(A block of data)
****

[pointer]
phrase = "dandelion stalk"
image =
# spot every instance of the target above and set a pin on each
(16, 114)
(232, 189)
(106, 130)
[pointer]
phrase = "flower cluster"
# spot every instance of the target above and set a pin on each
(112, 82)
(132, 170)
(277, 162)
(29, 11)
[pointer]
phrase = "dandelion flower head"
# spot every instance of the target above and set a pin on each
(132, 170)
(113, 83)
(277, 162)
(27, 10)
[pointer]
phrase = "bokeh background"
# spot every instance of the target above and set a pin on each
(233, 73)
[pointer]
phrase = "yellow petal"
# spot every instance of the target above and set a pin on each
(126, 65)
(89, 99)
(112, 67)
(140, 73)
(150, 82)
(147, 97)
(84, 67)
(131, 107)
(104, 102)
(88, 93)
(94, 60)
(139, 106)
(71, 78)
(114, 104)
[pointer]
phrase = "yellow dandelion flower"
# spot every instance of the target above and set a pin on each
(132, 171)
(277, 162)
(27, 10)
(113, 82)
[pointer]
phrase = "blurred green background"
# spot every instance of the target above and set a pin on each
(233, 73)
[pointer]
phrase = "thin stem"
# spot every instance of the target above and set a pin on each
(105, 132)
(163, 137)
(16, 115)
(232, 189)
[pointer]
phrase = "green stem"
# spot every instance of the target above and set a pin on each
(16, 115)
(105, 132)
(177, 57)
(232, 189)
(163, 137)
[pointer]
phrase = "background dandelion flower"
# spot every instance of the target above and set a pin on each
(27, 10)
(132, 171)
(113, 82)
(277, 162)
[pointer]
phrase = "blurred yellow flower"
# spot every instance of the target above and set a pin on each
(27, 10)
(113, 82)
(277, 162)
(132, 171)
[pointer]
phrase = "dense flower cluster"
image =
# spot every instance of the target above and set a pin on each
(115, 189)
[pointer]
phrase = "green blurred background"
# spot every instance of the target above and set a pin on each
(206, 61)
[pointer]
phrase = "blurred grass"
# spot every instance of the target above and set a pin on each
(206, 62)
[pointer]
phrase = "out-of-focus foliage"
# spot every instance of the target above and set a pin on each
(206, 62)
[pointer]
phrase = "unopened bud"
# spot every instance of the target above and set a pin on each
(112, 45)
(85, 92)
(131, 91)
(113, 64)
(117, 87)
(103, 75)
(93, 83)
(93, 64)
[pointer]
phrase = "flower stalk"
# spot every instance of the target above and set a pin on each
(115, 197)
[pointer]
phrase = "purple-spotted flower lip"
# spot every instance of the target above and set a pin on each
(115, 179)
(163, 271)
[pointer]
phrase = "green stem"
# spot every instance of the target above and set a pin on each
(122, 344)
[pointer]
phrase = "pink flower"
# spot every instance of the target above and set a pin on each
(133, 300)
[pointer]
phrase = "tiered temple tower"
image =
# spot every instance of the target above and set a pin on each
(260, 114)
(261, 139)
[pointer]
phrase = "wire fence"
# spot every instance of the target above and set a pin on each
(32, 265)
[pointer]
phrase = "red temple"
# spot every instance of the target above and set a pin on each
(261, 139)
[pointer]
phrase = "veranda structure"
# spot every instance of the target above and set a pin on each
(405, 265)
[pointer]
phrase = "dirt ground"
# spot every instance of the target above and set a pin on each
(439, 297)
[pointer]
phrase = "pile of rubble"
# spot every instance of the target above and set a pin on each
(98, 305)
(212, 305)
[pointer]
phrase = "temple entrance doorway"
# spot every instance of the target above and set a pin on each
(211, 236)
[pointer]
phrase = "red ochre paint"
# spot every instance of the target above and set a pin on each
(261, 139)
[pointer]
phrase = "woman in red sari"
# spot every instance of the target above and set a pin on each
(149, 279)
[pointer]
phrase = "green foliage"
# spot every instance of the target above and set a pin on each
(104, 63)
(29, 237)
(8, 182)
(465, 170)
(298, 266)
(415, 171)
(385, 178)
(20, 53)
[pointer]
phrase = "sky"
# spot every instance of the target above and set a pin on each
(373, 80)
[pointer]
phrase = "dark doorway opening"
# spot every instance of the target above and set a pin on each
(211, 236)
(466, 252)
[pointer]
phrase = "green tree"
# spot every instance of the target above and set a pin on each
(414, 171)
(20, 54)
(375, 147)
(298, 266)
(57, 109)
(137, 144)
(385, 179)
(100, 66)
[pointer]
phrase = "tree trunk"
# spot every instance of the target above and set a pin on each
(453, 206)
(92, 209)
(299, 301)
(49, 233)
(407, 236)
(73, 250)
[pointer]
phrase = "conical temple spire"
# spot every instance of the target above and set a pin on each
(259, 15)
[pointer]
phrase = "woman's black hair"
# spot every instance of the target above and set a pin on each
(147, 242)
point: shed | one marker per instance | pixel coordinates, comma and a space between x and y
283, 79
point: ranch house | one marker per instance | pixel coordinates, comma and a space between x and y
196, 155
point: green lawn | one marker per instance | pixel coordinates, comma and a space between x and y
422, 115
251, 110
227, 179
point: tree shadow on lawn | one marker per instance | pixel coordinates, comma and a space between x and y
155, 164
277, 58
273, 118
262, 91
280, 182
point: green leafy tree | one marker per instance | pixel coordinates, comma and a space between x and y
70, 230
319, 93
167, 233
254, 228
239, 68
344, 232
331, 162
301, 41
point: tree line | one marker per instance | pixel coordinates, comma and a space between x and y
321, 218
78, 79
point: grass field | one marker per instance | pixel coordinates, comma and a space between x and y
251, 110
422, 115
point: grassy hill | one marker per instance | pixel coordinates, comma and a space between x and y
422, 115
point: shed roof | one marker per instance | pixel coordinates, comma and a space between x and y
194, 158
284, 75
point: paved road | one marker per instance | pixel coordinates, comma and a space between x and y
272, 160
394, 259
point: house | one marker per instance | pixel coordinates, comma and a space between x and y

****

== GIVEN PROBLEM ==
Show the data once more, exactly as it was written.

== EXERCISE ANSWER ==
[pointer]
phrase = "dandelion stalk"
image =
# spot every instance of the target above and set a pin on each
(16, 114)
(232, 189)
(106, 130)
[pointer]
phrase = "flower cluster"
# spot every instance of the target above and set a pin on each
(112, 82)
(132, 170)
(277, 162)
(29, 11)
[pointer]
phrase = "dandelion flower head"
# spot every instance of the target above and set a pin on each
(132, 170)
(113, 83)
(277, 162)
(27, 10)
[pointer]
phrase = "bokeh background"
# spot every instance of the target above and set a pin on each
(233, 73)
[pointer]
phrase = "yellow petal"
# spot every instance of the target above and set a pin on each
(126, 65)
(89, 99)
(112, 67)
(140, 73)
(150, 82)
(147, 97)
(84, 67)
(131, 107)
(104, 102)
(88, 93)
(94, 60)
(139, 106)
(71, 78)
(114, 104)
[pointer]
phrase = "yellow dandelion flower"
# spot every instance of the target above and set a pin on each
(132, 171)
(277, 162)
(27, 10)
(113, 82)
[pointer]
phrase = "blurred green background"
# spot every instance of the target above and set a pin on each
(233, 73)
[pointer]
phrase = "thin stem"
# spot every instance of the target above and set a pin on each
(105, 132)
(163, 137)
(16, 115)
(232, 189)
[pointer]
phrase = "green stem"
# spot every instance of the target above and set a pin on each
(16, 115)
(105, 132)
(177, 57)
(232, 189)
(163, 137)
[pointer]
phrase = "background dandelion flower"
# spot every instance of the target above and set a pin on each
(27, 10)
(132, 171)
(113, 82)
(277, 162)
[pointer]
phrase = "blurred yellow flower"
# spot every instance of the target above and set a pin on each
(27, 10)
(113, 82)
(277, 162)
(132, 171)
[pointer]
phrase = "dense flower cluster"
image =
# spot every instance of the target above and set a pin on each
(115, 189)
[pointer]
phrase = "green blurred background"
# spot every instance of the target above and set a pin on each
(206, 61)
[pointer]
phrase = "blurred grass"
# spot every instance of the target above and set a pin on each
(206, 62)
[pointer]
phrase = "out-of-focus foliage"
# spot every instance of the target above and set a pin on each
(206, 62)
[pointer]
phrase = "unopened bud"
# spot every instance of the target above and set a pin on each
(112, 45)
(85, 92)
(131, 91)
(113, 64)
(117, 87)
(103, 75)
(93, 83)
(93, 64)
[pointer]
phrase = "flower stalk"
# spot every instance of the target above and set a pin on each
(115, 197)
[pointer]
phrase = "purple-spotted flower lip"
# spot every instance of the target above and set a pin on each
(115, 179)
(163, 271)
[pointer]
phrase = "green stem"
# spot every instance of the target above and set a pin on each
(122, 344)
[pointer]
phrase = "pink flower"
# spot every instance of the target above and set a pin on each
(133, 300)
[pointer]
phrase = "tiered temple tower"
image =
# spot every instance of the target above and set a pin on each
(260, 114)
(261, 139)
[pointer]
phrase = "wire fence"
# spot every instance of the target above and set a pin on each
(32, 265)
[pointer]
phrase = "red temple"
# spot every instance of the target above and set a pin on each
(261, 139)
[pointer]
phrase = "veranda structure"
# spot every instance of the target above and set a pin on each
(405, 265)
[pointer]
phrase = "dirt ground"
# spot every instance of the target above and set a pin on each
(439, 297)
[pointer]
phrase = "pile of rubble"
# spot every instance of the target above and set a pin on each
(98, 305)
(212, 305)
[pointer]
phrase = "temple entrance doorway"
# spot every instance of the target above and set a pin on each
(211, 236)
[pointer]
phrase = "red ochre paint"
# spot every instance of the target above and set a pin on each
(261, 139)
[pointer]
phrase = "woman in red sari"
# spot every instance of the target above and set a pin on each
(149, 279)
[pointer]
phrase = "green foliage"
# spot every instance of the target above and set a pin on each
(104, 63)
(29, 237)
(8, 182)
(465, 170)
(298, 266)
(415, 171)
(385, 178)
(20, 53)
[pointer]
phrase = "sky"
# spot every instance of the target above and set a pin on each
(373, 80)
[pointer]
phrase = "dark doorway opening"
# spot every instance of the target above and set a pin on each
(211, 236)
(466, 252)
[pointer]
phrase = "green tree"
# spot every instance of the target above and set a pin on each
(414, 171)
(20, 54)
(375, 147)
(298, 266)
(57, 109)
(137, 144)
(385, 179)
(100, 66)
[pointer]
phrase = "tree trunk"
# spot every instance of the target above and set a pin on each
(453, 206)
(92, 209)
(299, 301)
(49, 233)
(407, 236)
(73, 250)
[pointer]
phrase = "conical temple spire"
# spot every instance of the target above and set a pin on each
(259, 15)
[pointer]
phrase = "woman's black hair"
# spot every instance of the target above and set a pin on each
(147, 242)
point: shed | one marker per instance | pixel coordinates, comma and a space between x and y
283, 79
point: ranch house | one marker per instance | pixel coordinates, comma and a space between x and y
196, 155
point: green lawn | one marker per instance | pixel coordinates, comma and a space between x and y
422, 115
251, 110
227, 179
point: tree shadow on lawn | one marker per instance | pixel coordinates, comma and a space between x and y
155, 164
277, 58
273, 118
262, 91
280, 182
point: green leafy tree | one marker per instance | pixel coordinates, comma and a space between x and y
70, 230
319, 93
167, 233
254, 228
239, 68
344, 232
331, 162
301, 41
point: tree line | one marker per instance | pixel coordinates, comma and a space between x and y
321, 218
78, 79
point: grass field | one marker per instance | pixel coordinates, comma and a space between x and y
251, 110
422, 115
point: grassy hill | one marker per instance | pixel coordinates, comma and a space between x and y
422, 115
point: shed roof | one marker per instance | pixel coordinates, comma and a space between x and y
194, 158
284, 75
point: paved road | one marker per instance | pixel coordinates, comma and a space between x and y
272, 160
394, 259
point: house | one marker per instance | pixel coordinates, comma and a space between x and y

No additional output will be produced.